READING PASSAGE:
Annual Report/Form 10-K

        Aptar's Annual Report/Form 10-K for the year ended December 31, 2016 is available on the Internet along with this proxy statement. Stockholders can refer to the report for financial and other information about Aptar, but such report is not incorporated in this proxy statement and is not deemed a part of the proxy soliciting material. If you received a Notice by mail and would like to receive a printed copy of our proxy materials (including the Annual Report/Form 10-K), you should follow the instructions for requesting such materials included in the Notice.

Stockholder Proposals and Nominations

        The 2018 annual meeting of stockholders is expected to be held on May 2, 2018. In order to be considered for inclusion in Aptar's proxy materials for the 2018 annual meeting of stockholders pursuant to Rule 14a-8 under the Exchange Act, stockholder proposals must be received by our Secretary at Aptar's principal executive offices at 475 West Terra Cotta Avenue, Suite E, Crystal Lake, Illinois 60014 by November 22, 2017. Stockholders who intend to present a proposal or nominate a director at our 2018 annual meeting of stockholders without seeking to include a proposal in our proxy statement must provide our Secretary with notice of the proposal or nomination at Aptar's principal executive offices on or after February 2, 2018 and on or prior to March 4, 2018. A stockholder proposal or nomination must include the information requirements set forth in Aptar's Bylaws. Any stockholder who seeks to recommend a director for consideration by the Corporate Governance Committee must send such recommendation to the Secretary at the address set forth above no later than November 22, 2017 and include with such recommendation any information that would be required by the Company's Bylaws if the stockholder were making the nomination directly.

PROVIDED MATERIAL:

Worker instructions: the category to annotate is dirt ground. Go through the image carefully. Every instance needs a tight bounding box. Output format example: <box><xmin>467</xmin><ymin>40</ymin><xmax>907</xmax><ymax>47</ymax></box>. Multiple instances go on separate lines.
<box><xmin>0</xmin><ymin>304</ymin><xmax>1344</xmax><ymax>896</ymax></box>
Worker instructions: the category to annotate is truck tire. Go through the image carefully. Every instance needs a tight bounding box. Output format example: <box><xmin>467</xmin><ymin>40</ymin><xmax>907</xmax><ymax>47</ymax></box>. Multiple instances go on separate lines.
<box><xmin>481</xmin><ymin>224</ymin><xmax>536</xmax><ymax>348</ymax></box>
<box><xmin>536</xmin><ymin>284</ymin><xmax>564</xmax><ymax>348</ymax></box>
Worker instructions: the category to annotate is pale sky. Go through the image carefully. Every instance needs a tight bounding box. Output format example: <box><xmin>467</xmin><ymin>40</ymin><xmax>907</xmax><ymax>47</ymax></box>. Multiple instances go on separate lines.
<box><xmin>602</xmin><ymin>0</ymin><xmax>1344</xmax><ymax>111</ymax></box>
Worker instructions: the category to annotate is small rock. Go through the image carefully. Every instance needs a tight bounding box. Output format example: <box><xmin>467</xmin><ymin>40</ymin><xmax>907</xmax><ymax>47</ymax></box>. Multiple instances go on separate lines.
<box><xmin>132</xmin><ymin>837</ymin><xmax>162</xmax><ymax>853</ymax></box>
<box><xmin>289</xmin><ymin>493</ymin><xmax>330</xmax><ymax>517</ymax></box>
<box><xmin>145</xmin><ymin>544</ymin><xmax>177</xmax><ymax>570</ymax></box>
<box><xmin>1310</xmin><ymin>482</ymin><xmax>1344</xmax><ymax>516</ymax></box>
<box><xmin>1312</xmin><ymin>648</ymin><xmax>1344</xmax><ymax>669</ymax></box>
* * *
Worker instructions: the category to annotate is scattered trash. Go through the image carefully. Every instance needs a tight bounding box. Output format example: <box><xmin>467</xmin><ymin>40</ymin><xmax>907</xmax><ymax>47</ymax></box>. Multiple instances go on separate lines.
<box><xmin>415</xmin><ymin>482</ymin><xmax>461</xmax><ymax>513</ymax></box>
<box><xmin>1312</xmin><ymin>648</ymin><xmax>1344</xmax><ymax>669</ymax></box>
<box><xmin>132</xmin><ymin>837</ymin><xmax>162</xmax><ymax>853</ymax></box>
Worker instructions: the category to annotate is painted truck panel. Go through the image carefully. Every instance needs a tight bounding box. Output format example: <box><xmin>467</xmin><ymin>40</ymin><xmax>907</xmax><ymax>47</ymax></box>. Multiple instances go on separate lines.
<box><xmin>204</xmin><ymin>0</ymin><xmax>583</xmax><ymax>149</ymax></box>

TO BE DONE:
1. When is Aptar's 2018 annual meeting of stockholders expected to be held, according to the proxy statement excerpt?
2. Quote word for word the stretch of the proxy statement excerpt from "Aptar's Annual Report/Form 10-K" through "in the Notice.".

SOLUTIONS TO EACH TASK:
1. May 2, 2018

2.
Aptar's Annual Report/Form 10-K for the year ended December 31, 2016 is available on the Internet along with this proxy statement. Stockholders can refer to the report for financial and other information about Aptar, but such report is not incorporated in this proxy statement and is not deemed a part of the proxy soliciting material. If you received a Notice by mail and would like to receive a printed copy of our proxy materials (including the Annual Report/Form 10-K), you should follow the instructions for requesting such materials included in the Notice.